Work order
Note each line of the entries that includes "boathouse". Then copy those lines.

Given information
★ ★ ★ ★ ★ ★ ★

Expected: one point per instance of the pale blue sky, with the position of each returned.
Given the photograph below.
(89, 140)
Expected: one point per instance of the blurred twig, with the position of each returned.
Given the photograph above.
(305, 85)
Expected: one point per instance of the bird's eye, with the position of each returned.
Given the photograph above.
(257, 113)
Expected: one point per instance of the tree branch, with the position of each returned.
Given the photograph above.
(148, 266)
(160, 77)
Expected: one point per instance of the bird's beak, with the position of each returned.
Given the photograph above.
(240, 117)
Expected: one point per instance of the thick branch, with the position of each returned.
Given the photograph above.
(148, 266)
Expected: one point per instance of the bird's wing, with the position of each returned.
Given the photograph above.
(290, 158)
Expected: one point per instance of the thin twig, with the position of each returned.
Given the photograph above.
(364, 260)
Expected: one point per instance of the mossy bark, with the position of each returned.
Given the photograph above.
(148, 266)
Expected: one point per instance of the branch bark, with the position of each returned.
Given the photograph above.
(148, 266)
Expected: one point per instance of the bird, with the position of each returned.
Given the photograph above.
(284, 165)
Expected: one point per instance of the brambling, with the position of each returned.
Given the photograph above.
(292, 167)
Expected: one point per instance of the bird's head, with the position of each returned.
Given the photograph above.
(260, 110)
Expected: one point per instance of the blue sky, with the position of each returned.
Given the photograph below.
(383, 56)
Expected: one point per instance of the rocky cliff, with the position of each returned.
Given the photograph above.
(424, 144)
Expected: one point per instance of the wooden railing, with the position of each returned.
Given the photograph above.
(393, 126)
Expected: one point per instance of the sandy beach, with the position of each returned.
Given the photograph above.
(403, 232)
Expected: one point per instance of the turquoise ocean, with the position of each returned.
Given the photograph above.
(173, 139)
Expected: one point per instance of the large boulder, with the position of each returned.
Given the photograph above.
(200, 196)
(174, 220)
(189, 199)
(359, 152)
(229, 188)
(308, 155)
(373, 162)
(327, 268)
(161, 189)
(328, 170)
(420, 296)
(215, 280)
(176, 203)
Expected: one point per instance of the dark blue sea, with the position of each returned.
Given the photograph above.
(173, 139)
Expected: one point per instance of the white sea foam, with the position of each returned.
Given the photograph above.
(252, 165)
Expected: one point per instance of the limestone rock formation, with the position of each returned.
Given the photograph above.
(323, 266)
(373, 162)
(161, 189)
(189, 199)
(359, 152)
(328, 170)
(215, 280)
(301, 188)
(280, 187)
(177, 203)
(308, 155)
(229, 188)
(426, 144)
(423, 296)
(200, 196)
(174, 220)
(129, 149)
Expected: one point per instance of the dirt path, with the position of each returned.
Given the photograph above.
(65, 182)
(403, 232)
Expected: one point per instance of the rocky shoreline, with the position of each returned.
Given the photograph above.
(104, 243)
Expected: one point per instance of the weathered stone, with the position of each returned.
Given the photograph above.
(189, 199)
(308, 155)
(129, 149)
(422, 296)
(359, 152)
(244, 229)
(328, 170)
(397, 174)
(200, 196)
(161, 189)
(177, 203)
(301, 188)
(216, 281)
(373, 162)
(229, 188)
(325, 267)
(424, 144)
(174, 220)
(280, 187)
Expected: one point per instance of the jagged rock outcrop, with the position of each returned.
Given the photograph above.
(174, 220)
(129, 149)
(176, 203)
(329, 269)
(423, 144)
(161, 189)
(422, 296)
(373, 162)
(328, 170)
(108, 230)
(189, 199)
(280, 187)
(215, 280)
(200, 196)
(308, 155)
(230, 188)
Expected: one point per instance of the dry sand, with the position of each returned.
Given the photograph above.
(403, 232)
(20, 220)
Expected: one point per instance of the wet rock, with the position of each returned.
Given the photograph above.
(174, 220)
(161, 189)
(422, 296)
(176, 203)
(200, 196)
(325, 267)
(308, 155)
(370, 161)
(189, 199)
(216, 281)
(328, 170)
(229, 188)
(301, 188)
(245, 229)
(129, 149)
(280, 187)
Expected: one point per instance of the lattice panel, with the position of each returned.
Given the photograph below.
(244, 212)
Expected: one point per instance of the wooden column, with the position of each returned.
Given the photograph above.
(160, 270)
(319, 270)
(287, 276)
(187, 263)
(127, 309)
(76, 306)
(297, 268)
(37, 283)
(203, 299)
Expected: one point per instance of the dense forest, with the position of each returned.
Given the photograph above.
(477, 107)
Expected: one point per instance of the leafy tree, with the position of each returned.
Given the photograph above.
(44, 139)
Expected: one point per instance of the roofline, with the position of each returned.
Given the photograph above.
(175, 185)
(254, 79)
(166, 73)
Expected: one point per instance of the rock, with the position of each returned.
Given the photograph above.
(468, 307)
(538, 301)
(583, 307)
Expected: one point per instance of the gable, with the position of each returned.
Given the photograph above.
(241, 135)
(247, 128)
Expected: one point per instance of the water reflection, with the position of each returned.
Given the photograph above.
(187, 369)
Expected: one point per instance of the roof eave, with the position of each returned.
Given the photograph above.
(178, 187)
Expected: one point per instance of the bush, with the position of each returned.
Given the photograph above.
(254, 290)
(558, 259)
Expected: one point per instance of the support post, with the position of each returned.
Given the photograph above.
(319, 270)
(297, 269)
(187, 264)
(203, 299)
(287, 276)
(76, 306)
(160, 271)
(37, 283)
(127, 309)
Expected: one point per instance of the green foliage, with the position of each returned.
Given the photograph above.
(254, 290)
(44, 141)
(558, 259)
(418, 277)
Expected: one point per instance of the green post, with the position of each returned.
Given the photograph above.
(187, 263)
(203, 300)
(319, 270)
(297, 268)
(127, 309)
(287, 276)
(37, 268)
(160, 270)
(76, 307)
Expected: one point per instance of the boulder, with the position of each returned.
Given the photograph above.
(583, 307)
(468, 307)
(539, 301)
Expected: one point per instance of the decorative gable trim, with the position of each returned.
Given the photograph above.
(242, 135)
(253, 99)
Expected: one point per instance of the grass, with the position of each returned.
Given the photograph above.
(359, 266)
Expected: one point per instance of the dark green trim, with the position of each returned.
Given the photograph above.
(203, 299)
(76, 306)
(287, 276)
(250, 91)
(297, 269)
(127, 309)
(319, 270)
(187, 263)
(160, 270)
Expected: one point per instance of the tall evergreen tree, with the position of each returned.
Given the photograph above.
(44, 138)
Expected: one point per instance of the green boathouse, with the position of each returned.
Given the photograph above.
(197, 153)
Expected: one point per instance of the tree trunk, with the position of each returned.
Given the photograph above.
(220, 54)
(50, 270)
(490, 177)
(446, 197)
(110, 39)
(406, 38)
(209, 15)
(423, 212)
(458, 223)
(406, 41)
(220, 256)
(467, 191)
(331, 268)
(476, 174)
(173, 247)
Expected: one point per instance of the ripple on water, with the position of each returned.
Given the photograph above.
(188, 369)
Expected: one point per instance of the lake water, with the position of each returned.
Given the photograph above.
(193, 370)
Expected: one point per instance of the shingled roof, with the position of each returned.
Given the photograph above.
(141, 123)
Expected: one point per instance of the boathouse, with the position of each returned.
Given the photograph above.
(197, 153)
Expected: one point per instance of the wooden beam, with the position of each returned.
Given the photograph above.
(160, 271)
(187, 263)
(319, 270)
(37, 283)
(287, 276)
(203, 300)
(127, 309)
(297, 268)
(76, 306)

★ ★ ★ ★ ★ ★ ★

Your response
Expected: one point per instance of the green boathouse, with the position of each returned.
Expected: one point per instance of the boathouse, with the position of each returned.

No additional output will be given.